### WRITTEN TASKS
a) In the Harry Potter movie thread, what does foodnfoto put on the fresh popped popcorn they sneak into the theater?
b) Quote all of the records below word for word, omitting the pictures.

### SOURCE EXCERPT
# Harry Potter!!!!!!



## foodnfoto (Jan 1, 2001)

I just saw the new Harry Potter movie---it was great! Very true to the original story (obviously they had to cut some good stuff). I don't remember walking out of a theater feeling so happy and excited for a long time!
I wish I could play Quidditch!
Has anyone else seen it?
It would have been fun to be a food stylist on that set. The food was beautiful, too!


----------



## shroomgirl (Aug 11, 2000)

I tried to get in this evening, ended up in Monsters instead...good movie....love the jokes thrown in for adults.


----------



## cape chef (Jul 31, 2000)

It's on our list, i have a 11 and 7 year old, is it appropriate for them?

Also, I can't wait for "Lord of the rings"
cc


----------



## foodnfoto (Jan 1, 2001)

I think it would be appropriate for the 11 year old and most likely, the 7 year old. My son is 5 and couldn't wait to see the movie-we've been reading the books aloud to him. There are some pretty scary parts, but my boy loves that stuff--the more gruesome and gothic, the better. He has a good friend who is 6 and he was pretty scared during the ending sequence, according to his parents. You would be the best judge, Cape Chef.

We also are looking forward to The Lord of the Rings. It looks awesome in the previews. 

My advice for Harry Potter and Lord of the Rings is to buy tickets online. We bought them the night before and cruised through to seats down in front (our favorite place to watch movies.) You pay an extra $ service charge, but no hassles standing in line only to find the show sold out. We also sneak in food-fresh popped popcorn with nutritional yeast, liters of selzer and leftover halloween candy. It ticks me off to pay $8.00 for .50 worth of stale popcorn and flat soda.


----------



## cape chef (Jul 31, 2000)

Thanks foodnfoto
cc


----------



## athenaeus (Jul 24, 2001)

Dear foodnfoto.

What a great review in a couple of words!
I totally agree .
Needless to say that I am pleading the parents of my neighborhood to let me escort their children to the movies in order to see again Harry Potter.

As for the Lord of the Rings I am not sure I want to go! I was SOOO impessed when I first read the book that...



:bounce:


----------



## rachel (Oct 27, 2001)

### RAW RECORDS
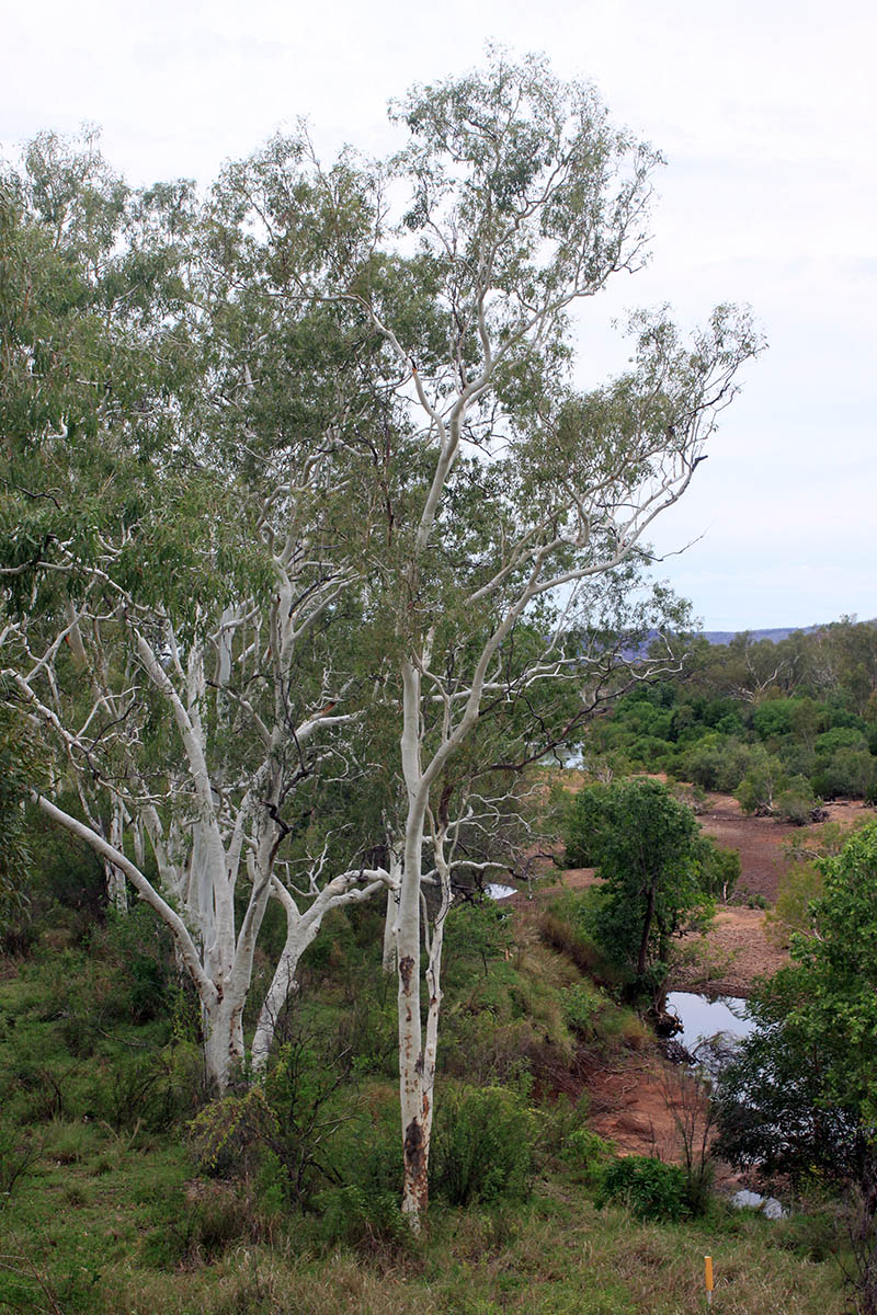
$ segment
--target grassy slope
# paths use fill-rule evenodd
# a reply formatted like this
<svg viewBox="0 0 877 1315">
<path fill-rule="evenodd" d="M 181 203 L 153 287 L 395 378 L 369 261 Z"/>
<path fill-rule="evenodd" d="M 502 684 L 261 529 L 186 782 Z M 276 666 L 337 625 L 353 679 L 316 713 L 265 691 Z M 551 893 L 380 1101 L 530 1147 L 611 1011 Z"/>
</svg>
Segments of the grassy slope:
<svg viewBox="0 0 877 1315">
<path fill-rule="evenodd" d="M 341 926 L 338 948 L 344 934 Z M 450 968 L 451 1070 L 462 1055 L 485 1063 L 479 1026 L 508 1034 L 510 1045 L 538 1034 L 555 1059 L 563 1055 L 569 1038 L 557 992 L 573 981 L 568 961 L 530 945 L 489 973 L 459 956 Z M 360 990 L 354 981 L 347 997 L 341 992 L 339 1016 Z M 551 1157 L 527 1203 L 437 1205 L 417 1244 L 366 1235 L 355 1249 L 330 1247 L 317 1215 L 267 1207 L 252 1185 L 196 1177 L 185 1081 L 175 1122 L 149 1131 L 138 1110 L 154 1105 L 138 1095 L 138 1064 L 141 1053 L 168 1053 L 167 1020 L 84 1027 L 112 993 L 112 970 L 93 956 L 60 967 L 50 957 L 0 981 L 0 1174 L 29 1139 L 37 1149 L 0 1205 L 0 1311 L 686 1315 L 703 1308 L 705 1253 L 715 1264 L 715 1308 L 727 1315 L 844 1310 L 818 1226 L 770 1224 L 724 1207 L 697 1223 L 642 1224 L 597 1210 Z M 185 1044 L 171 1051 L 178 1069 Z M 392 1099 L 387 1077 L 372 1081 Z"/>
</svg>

### THE RESPONSES
a) Nutritional yeast.

b)
$ segment
--target grassy slope
# paths use fill-rule evenodd
# a reply formatted like this
<svg viewBox="0 0 877 1315">
<path fill-rule="evenodd" d="M 181 203 L 153 287 L 395 378 L 369 261 Z"/>
<path fill-rule="evenodd" d="M 502 684 L 261 529 L 186 782 Z M 276 666 L 337 625 L 353 679 L 316 713 L 265 691 Z M 551 893 L 380 1101 L 530 1147 L 611 1011 Z"/>
</svg>
Segments of the grassy slope:
<svg viewBox="0 0 877 1315">
<path fill-rule="evenodd" d="M 341 926 L 338 948 L 344 934 Z M 450 968 L 451 1070 L 462 1055 L 485 1063 L 479 1026 L 508 1034 L 510 1045 L 538 1034 L 555 1059 L 563 1055 L 569 1038 L 557 992 L 573 981 L 568 961 L 530 945 L 489 973 L 459 956 Z M 360 990 L 354 981 L 347 997 L 341 992 L 339 1016 Z M 551 1157 L 527 1203 L 437 1205 L 417 1244 L 366 1235 L 355 1249 L 330 1247 L 317 1215 L 267 1207 L 252 1185 L 196 1177 L 185 1081 L 175 1122 L 149 1131 L 138 1110 L 154 1105 L 138 1095 L 138 1064 L 141 1053 L 168 1053 L 167 1020 L 84 1027 L 112 993 L 112 970 L 93 956 L 60 967 L 50 957 L 0 981 L 0 1174 L 29 1139 L 37 1149 L 0 1205 L 0 1311 L 686 1315 L 703 1308 L 705 1253 L 715 1264 L 715 1308 L 727 1315 L 844 1310 L 818 1226 L 770 1224 L 724 1207 L 697 1223 L 642 1224 L 597 1210 Z M 185 1044 L 171 1051 L 178 1069 Z M 392 1099 L 387 1077 L 372 1081 Z"/>
</svg>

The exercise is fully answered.